EXERCISE TASK ::
Please quote each of the rows below word for word, one per line, in the same order.

════

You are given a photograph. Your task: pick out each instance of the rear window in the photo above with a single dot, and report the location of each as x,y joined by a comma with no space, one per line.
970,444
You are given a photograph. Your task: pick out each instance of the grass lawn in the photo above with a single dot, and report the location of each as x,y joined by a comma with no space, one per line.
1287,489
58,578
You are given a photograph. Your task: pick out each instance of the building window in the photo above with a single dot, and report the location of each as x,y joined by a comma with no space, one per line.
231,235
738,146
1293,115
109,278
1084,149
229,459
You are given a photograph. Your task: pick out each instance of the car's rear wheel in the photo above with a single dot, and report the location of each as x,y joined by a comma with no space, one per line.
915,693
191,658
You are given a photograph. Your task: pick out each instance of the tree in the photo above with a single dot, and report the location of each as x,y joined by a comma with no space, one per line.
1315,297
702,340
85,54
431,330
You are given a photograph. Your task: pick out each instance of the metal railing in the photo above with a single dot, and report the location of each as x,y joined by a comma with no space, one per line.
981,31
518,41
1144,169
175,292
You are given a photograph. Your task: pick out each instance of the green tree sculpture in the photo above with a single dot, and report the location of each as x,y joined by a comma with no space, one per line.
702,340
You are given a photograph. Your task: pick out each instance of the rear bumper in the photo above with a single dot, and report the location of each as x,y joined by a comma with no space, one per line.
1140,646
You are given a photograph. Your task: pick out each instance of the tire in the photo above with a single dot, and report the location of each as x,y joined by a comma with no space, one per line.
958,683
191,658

════

REPLY TO THE TASK ::
You are given a photograph. Your task: pick out each instance of the rear window in the photo above with a single dot, and report the location of each as x,y joined by a comma with no space, one per line.
970,444
You are given a photograph. Your task: pick out each instance of the grass lawn in the photo above with a single dot, and report the location of each as x,y joined by a comma with no space, one per line.
1287,489
58,578
You are given a photograph. Your task: pick out each instance of the building window in the photo above with a single dot, and report the location of each as x,y joined by a comma with no space, one per line.
231,235
738,146
1293,115
109,278
1084,149
229,459
You are given a photograph. Your task: pick out each instance of the car's rear wheel in the photo above with a single dot, and report the location of each as x,y joined by a comma with no space, one per line.
915,693
191,658
You are given a photograph. Your task: pick out each instance of the tree in the photo above with a single dot, and report the location of each as x,y joined by a comma with no space, one per line.
1315,297
702,340
85,54
431,330
You are given a photograph. Your task: pick out each instance of the metal railing in the photo above with a single dot, and report the location of each as x,y joined by a comma with no space, one per line.
981,31
518,41
1144,169
175,292
You are given a photograph. Your task: pick out each instance of the green tree sculpture in the photo above with a single dot, and report the location of each as x,y joined by a comma with no space, one per line.
702,340
You are given a photograph. Your task: pick out each instance of the rear bumper in the photo above with a single dot, and report the location of each as x,y joined by a comma with no space, one per line.
1140,646
You are given a photograph. Your task: pick out each instance of the tire in the photo above with a single dot, and report the location of each as x,y joined by a comma with no space, one per line.
958,683
191,658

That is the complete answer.